** Excerpts of location labeling data **
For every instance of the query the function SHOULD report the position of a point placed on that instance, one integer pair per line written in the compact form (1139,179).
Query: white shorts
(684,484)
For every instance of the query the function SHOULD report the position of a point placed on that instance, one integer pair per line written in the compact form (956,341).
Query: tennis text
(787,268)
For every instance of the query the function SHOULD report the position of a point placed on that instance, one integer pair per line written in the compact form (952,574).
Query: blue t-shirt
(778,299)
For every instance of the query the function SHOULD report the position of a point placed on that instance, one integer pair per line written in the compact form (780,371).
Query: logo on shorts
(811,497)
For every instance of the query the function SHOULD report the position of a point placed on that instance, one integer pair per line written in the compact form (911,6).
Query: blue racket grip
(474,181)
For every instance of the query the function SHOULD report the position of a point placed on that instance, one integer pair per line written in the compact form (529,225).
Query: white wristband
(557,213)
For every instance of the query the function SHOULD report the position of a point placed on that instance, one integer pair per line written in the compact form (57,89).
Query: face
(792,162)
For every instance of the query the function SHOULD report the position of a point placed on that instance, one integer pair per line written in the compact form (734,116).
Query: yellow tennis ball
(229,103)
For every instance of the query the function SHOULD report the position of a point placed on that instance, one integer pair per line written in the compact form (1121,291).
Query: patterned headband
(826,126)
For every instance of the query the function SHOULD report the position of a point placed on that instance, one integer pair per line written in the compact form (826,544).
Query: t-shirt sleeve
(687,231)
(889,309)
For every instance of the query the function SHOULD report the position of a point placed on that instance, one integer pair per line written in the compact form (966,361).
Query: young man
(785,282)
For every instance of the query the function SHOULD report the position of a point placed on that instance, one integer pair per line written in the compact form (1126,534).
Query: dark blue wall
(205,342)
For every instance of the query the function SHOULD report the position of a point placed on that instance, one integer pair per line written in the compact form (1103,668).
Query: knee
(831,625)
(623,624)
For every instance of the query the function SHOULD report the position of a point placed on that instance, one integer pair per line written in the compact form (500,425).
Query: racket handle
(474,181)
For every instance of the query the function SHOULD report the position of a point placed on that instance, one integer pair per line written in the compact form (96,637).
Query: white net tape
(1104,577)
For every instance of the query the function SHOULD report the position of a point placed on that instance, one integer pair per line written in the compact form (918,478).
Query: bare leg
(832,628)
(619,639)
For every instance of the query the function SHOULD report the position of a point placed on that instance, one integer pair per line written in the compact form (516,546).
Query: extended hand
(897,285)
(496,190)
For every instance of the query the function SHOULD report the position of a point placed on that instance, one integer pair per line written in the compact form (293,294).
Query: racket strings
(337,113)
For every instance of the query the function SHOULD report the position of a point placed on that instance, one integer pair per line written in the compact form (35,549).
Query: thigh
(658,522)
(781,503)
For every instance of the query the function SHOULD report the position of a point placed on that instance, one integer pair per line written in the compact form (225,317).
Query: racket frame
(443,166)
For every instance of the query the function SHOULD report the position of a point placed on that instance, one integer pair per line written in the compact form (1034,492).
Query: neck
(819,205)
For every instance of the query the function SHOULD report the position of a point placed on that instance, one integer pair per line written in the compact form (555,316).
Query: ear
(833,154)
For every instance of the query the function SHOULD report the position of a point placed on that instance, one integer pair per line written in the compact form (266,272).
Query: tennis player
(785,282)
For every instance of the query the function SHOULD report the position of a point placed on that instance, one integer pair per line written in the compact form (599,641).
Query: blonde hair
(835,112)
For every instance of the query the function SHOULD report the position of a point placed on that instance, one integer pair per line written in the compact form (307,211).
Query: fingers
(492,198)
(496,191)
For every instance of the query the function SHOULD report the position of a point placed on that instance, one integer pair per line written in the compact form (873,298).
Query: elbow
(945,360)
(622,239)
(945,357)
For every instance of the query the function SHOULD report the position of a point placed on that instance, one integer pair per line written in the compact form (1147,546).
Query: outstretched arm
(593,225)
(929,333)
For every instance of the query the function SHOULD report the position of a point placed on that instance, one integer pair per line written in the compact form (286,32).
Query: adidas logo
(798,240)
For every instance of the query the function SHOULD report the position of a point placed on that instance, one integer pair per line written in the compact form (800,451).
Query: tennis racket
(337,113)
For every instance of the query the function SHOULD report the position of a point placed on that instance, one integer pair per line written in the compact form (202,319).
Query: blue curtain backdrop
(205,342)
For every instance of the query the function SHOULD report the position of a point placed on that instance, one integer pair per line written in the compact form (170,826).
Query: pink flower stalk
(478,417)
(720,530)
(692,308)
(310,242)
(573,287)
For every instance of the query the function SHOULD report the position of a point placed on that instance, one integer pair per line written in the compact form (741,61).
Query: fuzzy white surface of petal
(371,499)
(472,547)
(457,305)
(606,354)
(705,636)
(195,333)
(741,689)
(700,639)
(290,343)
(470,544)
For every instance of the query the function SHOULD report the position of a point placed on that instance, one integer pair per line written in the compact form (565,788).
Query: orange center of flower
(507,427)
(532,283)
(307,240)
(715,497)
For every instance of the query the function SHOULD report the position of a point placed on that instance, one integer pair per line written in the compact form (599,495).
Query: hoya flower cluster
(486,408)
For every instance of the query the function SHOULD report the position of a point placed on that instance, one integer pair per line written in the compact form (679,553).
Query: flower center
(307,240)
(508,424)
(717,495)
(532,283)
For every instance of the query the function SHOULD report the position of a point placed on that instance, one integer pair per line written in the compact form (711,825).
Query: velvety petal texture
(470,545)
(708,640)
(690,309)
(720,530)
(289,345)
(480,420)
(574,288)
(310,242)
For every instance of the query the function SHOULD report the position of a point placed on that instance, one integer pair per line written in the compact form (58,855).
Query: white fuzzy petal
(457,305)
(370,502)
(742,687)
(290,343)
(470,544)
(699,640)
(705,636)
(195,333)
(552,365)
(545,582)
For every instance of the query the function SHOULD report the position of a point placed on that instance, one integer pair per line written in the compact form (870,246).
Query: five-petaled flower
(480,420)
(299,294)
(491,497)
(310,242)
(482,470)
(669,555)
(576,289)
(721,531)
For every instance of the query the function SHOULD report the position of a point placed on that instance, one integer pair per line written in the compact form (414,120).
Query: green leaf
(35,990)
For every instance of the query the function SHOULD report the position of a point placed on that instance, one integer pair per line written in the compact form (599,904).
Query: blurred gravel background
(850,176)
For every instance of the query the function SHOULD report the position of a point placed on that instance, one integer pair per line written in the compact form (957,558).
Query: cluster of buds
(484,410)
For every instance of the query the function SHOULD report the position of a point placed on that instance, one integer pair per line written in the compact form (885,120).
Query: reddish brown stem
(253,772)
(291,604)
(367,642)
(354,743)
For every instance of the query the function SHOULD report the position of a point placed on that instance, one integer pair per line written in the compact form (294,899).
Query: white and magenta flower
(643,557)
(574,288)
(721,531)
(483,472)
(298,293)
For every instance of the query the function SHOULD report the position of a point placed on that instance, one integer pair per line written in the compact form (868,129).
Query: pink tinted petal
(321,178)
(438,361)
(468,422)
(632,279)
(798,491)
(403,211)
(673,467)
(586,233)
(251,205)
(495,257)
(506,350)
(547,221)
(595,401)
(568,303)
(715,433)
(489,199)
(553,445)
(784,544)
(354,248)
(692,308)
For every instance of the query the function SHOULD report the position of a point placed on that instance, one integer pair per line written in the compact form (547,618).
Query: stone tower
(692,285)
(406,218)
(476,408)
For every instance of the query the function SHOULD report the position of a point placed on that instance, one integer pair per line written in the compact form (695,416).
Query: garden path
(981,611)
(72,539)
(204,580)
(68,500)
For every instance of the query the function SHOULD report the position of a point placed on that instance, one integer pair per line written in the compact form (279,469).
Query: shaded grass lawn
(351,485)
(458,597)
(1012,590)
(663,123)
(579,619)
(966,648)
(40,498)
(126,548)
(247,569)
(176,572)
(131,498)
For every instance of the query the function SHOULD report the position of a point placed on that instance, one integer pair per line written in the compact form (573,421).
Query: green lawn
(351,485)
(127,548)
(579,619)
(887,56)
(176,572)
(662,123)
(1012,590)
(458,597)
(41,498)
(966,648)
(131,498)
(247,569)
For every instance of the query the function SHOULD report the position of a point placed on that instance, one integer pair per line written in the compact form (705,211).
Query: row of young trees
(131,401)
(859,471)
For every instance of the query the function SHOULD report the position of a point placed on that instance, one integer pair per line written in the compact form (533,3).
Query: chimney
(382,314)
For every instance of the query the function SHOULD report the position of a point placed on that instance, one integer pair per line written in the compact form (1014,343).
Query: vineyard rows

** Work instructions **
Can you quote exactly the lines from the one containing "compact form (533,3)." through the last line of the records above, and nothing else?

** The completed task **
For every instance of the query the function SHOULD report the position of a point placed on that instance, one integer pair per line written in the compact form (533,3).
Query: chimney
(382,314)
For every instance of the query the function SHOULD report the position of a point placed on that instance, one integer pair per line written in the compact form (1014,343).
Query: vineyard rows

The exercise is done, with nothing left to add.